● EXERCISE BRIEF
In the following listing, find the lines containing "hair" and report them.

● DATA SHOWN
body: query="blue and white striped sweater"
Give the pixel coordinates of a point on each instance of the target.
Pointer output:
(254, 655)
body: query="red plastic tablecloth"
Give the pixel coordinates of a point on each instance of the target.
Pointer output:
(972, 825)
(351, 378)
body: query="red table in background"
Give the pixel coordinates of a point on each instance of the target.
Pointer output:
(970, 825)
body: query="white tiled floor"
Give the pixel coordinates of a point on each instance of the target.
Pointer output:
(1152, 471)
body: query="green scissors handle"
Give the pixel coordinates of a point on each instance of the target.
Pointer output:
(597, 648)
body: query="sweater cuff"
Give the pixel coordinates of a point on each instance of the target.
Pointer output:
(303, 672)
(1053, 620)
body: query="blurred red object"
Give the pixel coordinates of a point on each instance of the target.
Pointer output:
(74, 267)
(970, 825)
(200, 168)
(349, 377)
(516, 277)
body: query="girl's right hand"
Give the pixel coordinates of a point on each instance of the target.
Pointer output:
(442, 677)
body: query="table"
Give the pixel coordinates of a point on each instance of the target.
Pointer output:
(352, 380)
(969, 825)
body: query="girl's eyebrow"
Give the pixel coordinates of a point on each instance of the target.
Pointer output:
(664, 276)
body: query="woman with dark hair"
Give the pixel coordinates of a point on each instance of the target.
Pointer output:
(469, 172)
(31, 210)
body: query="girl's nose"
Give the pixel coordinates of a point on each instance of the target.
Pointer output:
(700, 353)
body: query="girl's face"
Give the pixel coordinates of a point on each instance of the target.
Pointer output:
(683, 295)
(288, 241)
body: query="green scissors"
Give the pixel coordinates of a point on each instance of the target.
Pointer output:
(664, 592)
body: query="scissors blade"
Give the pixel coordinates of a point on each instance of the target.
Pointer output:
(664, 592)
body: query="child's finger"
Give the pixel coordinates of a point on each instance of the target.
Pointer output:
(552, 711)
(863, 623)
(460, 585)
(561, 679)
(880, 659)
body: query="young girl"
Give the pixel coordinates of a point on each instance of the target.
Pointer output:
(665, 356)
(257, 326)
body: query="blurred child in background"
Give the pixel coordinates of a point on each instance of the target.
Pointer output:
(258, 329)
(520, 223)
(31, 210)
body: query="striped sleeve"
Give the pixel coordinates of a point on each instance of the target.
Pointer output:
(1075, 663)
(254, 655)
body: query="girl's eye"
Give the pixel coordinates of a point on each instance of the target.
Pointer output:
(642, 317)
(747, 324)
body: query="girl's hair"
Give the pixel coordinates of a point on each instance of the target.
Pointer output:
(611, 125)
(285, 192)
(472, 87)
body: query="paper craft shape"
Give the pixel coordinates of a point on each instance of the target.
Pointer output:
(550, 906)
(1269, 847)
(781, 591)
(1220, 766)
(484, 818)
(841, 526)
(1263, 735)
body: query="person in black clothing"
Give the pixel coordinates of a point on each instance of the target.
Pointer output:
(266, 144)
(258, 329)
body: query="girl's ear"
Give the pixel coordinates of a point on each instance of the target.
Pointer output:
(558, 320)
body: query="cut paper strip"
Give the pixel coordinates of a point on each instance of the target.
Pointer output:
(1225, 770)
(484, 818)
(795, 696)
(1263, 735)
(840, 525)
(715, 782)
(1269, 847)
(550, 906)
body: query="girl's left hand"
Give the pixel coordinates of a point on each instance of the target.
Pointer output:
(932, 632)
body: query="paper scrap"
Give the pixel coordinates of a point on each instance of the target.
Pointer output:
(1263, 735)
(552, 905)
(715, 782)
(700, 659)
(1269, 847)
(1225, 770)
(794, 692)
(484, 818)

* * *

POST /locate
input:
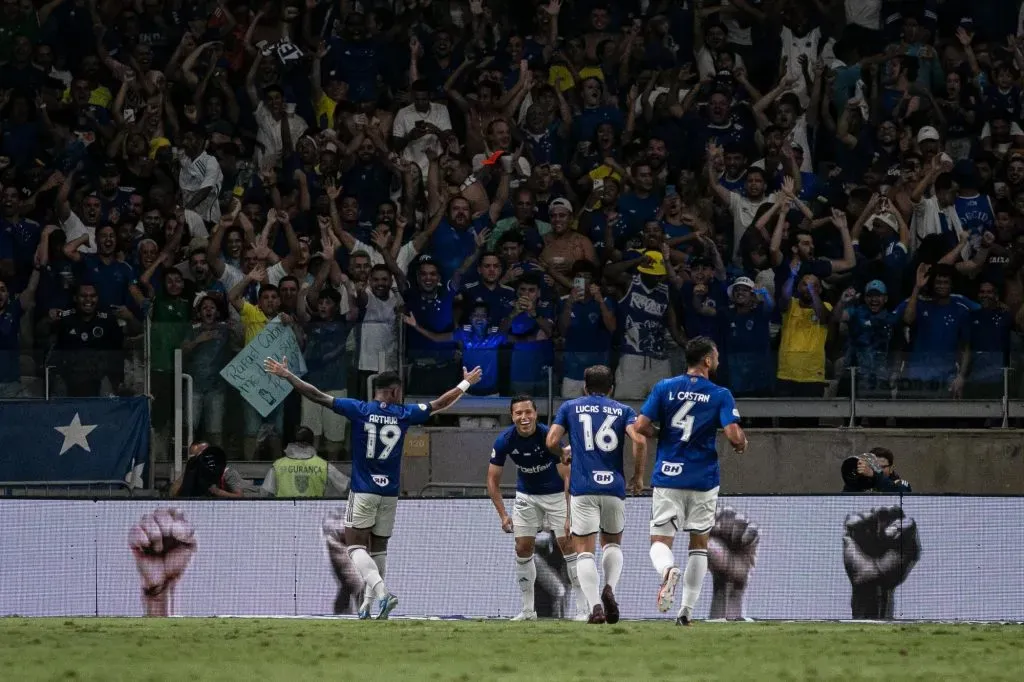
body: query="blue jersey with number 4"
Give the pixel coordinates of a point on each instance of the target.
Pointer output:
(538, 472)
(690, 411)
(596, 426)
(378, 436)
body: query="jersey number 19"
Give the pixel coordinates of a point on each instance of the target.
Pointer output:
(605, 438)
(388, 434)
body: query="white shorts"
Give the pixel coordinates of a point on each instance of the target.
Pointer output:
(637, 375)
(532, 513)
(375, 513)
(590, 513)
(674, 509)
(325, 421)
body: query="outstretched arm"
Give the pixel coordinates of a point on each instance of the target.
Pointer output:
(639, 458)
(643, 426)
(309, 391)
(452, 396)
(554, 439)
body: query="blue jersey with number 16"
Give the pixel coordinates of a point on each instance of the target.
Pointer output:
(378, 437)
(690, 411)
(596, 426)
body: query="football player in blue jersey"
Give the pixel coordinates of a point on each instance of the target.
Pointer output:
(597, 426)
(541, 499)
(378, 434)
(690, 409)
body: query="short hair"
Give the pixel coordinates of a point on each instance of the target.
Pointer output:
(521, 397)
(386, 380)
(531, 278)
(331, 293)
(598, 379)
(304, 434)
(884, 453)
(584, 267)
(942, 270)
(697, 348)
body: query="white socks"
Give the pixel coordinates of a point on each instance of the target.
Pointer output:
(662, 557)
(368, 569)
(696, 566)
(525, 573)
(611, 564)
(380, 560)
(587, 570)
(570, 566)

...

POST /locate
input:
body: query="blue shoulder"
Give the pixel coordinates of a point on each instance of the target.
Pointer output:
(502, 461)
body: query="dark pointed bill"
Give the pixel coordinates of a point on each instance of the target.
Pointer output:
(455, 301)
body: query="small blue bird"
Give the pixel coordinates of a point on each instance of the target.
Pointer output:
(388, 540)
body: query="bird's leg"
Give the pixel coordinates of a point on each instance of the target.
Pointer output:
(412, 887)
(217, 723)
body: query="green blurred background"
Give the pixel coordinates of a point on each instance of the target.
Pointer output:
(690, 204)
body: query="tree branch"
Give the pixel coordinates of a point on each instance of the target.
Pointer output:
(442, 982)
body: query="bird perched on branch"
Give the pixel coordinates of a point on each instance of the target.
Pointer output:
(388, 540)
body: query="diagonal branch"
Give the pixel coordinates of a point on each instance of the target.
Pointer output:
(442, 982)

● TASK RESPONSE
body: query="woman with dark hair"
body: query="girl's hair"
body: query="short hair"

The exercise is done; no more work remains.